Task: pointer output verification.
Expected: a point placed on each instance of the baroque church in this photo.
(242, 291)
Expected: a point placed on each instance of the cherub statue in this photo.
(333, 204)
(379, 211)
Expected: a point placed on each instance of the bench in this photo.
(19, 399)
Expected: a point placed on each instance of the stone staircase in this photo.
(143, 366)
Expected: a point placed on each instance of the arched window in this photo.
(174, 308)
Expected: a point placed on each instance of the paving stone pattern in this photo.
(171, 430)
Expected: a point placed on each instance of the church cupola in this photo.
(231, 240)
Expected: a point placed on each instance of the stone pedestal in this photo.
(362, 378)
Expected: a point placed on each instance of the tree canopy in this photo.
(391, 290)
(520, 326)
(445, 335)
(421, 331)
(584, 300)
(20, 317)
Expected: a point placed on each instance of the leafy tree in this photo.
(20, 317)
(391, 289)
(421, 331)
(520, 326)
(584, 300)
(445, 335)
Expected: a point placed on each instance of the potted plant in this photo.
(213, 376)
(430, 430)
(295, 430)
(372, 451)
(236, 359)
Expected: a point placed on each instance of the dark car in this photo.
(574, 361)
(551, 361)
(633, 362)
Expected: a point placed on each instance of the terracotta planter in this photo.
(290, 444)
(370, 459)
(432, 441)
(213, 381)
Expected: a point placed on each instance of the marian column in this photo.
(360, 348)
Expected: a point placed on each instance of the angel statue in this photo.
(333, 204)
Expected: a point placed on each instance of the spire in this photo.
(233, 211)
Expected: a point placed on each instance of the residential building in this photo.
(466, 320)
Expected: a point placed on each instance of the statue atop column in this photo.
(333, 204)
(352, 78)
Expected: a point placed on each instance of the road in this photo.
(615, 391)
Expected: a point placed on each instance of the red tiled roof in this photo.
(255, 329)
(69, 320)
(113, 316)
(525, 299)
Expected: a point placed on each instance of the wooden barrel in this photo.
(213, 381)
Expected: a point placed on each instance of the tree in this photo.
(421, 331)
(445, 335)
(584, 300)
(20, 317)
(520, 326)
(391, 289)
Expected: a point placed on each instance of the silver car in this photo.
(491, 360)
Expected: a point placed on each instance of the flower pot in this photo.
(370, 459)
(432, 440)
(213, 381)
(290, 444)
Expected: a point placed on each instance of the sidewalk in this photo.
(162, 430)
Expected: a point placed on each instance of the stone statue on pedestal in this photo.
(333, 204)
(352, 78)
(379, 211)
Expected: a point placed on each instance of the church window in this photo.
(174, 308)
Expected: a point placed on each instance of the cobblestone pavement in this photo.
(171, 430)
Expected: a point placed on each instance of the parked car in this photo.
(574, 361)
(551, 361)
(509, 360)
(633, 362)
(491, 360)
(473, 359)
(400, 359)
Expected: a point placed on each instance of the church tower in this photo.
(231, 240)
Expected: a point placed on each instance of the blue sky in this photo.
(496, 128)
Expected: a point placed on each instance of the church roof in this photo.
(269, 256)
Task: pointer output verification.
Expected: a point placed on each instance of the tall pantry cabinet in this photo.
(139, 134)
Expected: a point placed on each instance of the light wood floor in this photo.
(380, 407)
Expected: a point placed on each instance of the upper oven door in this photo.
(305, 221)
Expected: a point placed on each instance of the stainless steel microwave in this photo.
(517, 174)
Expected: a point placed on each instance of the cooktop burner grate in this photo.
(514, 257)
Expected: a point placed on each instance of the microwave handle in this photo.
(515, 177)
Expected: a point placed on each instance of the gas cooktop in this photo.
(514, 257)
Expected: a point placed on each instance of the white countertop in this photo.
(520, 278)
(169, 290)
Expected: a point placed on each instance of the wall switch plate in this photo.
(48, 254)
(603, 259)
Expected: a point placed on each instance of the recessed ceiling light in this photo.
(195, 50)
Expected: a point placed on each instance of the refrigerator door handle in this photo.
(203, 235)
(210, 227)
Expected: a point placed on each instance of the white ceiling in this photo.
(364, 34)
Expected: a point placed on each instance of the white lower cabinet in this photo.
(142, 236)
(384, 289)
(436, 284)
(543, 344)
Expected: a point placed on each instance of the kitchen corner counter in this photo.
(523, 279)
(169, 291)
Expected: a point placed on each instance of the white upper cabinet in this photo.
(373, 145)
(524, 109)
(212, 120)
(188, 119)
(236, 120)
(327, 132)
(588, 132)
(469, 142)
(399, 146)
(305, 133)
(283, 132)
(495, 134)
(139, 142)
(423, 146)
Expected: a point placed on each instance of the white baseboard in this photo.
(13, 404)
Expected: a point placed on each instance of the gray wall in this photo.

---

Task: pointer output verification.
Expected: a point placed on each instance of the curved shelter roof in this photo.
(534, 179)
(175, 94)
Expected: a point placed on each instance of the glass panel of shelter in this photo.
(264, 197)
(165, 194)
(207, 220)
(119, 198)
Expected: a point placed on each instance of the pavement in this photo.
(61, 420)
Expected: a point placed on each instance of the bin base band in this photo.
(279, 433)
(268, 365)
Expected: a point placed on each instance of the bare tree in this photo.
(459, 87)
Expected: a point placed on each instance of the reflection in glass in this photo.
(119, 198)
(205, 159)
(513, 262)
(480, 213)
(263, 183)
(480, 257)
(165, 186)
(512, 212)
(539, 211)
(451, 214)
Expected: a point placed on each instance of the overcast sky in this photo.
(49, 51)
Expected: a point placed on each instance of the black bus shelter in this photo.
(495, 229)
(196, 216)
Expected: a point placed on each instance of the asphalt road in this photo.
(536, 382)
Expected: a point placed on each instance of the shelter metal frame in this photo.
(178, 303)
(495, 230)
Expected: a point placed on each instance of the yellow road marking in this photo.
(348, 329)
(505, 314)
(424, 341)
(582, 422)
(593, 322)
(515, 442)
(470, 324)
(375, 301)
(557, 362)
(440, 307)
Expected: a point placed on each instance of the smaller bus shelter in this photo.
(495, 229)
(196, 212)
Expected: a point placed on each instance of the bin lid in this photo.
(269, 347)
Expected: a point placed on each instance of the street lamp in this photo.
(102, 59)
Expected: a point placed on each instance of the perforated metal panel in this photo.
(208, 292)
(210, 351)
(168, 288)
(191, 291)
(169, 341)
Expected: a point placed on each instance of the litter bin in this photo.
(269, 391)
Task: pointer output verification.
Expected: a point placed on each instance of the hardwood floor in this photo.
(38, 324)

--

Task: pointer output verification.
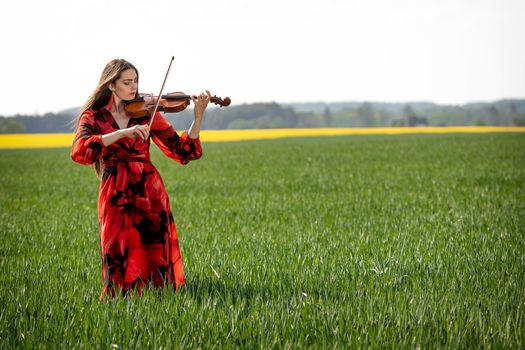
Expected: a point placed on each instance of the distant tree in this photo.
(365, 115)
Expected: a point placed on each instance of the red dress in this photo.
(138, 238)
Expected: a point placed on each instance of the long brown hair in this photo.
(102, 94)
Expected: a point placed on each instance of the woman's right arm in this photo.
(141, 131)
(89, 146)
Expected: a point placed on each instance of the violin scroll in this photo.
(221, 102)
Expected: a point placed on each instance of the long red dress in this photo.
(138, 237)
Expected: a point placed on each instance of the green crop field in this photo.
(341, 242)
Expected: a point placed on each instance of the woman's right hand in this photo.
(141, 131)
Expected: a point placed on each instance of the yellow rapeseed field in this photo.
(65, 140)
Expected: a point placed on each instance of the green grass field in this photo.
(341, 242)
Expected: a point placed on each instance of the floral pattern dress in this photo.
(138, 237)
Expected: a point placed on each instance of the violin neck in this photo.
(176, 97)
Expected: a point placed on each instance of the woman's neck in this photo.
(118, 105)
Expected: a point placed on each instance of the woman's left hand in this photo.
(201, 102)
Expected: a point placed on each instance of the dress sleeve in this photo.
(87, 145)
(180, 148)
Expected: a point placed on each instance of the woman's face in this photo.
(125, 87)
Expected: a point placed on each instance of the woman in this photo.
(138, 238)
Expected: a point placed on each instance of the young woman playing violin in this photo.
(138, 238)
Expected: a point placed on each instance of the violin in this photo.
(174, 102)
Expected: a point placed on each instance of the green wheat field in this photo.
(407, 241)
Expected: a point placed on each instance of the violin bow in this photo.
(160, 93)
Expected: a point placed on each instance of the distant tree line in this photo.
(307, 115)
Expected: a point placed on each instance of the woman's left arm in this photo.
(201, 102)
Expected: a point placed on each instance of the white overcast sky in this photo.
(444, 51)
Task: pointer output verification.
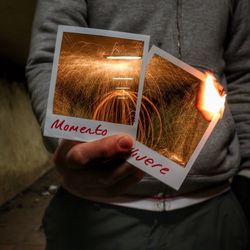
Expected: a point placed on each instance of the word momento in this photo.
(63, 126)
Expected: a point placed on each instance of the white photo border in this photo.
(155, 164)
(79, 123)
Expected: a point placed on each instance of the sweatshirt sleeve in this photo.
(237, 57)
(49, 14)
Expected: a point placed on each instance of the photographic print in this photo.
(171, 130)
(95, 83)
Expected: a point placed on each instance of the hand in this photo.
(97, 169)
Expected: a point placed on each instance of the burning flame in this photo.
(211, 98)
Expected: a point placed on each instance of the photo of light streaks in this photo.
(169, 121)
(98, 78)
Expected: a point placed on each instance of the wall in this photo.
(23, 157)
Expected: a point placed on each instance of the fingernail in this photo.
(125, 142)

*EXERCISE PROMPT*.
Return every line from the items above that contains the word "woman".

*CORRECT OUTPUT*.
Expected: a point placed on each instance of the woman's right arm in this photo.
Expected: a point placed on each instance of the woman's right hand in this photo.
Expected: a point placed on each instance of the woman's neck in this photo.
Expected: a point placed on each instance of the woman's left hand in this photo.
Expected: a point placed on each instance of the woman's face in this photo.
Expected: a point placed on each instance of the woman in this photo.
Expected: a point placed on each instance of the young woman playing violin in this photo.
Expected: a point placed on each instance of the woman's left arm in this photo.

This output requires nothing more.